------ TEXTE
Quel lien faites-vous entre la diminution de la réserve en eau et le dérèglement climatique ?

L’eau représente le marqueur de ce dérèglement climatique qui se traduit par un réchauffement. Le caractère subi, voire décalé du climat, par rapport à l’agenda normal des saisons, avec les inondations, les sécheresses ; l’excès ou le manque d’eau sont des marqueurs de premier ordre. La fonte des glaciers, la réduction de la banquise, le relèvement du niveau de la mer, nous alertent sur cette évolution inquiétante.

Tout ceci se passe déjà chez nous, évidemment de façon moins spectaculaire qu’en Afrique, particulièrement dans la zone sahélo-saharienne. Pour autant, le sud-est de la France connaît un stress hydrique majeur, suite à une absence d’eau depuis près de six mois.

« Ne pas sous-estimer la dégradation de la réserve en eau »
------------
------ DONNÉES D'ENTRÉE
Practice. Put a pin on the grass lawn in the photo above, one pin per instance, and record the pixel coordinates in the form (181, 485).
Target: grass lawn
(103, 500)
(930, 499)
------------
- [ACTIVITÉ 1]: Recopiez fidèlement le passage du texte sur l'eau et le dérèglement climatique, de « Quel lien faites-vous » à « de six mois. ».
- [ACTIVITÉ 2]:
Répondez aux questions suivantes d'après le texte sur l'eau et le dérèglement climatique.
(a) Par quoi se traduit le dérèglement climatique ?
(b) Quelle zone d'Afrique est mentionnée ?
(c) Depuis combien de temps le sud-est de la France manque-t-il d'eau ?
- [ACTIVITÉ 3]: Poursuivez le texte sur l'eau et le dérèglement climatique après sa dernière ligne.

- [RÉPONSE RÉDIGÉE 1]:
Quel lien faites-vous entre la diminution de la réserve en eau et le dérèglement climatique ?

L’eau représente le marqueur de ce dérèglement climatique qui se traduit par un réchauffement. Le caractère subi, voire décalé du climat, par rapport à l’agenda normal des saisons, avec les inondations, les sécheresses ; l’excès ou le manque d’eau sont des marqueurs de premier ordre. La fonte des glaciers, la réduction de la banquise, le relèvement du niveau de la mer, nous alertent sur cette évolution inquiétante.

Tout ceci se passe déjà chez nous, évidemment de façon moins spectaculaire qu’en Afrique, particulièrement dans la zone sahélo-saharienne. Pour autant, le sud-est de la France connaît un stress hydrique majeur, suite à une absence d’eau depuis près de six mois.

- [RÉPONSE RÉDIGÉE 2]:
(a) Par un réchauffement.
(b) La zone sahélo-saharienne.
(c) Depuis près de six mois.

- [RÉPONSE RÉDIGÉE 3]:
Quel est le principal symptôme de cette dégradation de la réserve en eau ?

En qualité de président du Comité national de l’eau, j’ai tenu deux réunions du comité sécheresse, au mois de mars et au mois de juillet, pour faire un point avec les services de Météo France et les différentes agences de l’eau de France, sur l’état des masses d’eau. Aujourd’hui par rapport aux nappes profondes, celles-ci se rechargent très vite, mais se déchargent très vite également. Le rôle d’éponge des masses d’eau souterraines ne joue plus comme c’était le cas auparavant. Les recharges sont rapides mais précaires. Nous sommes donc confrontés à un problème de ressource qui se pose à nous, avec tout ce que cela induit quant au partage de cette ressource entre les différents usages. Il ne faut donc pas sous-estimer ce sujet y compris pour notre pays.

 

Le fait que Nicolas Hulot ait annoncé que l’objectif de réduire à 50 % la part du nucléaire dans la production électrique d’ici 2025 serait impossible à tenir, vous inquiète-t-il ?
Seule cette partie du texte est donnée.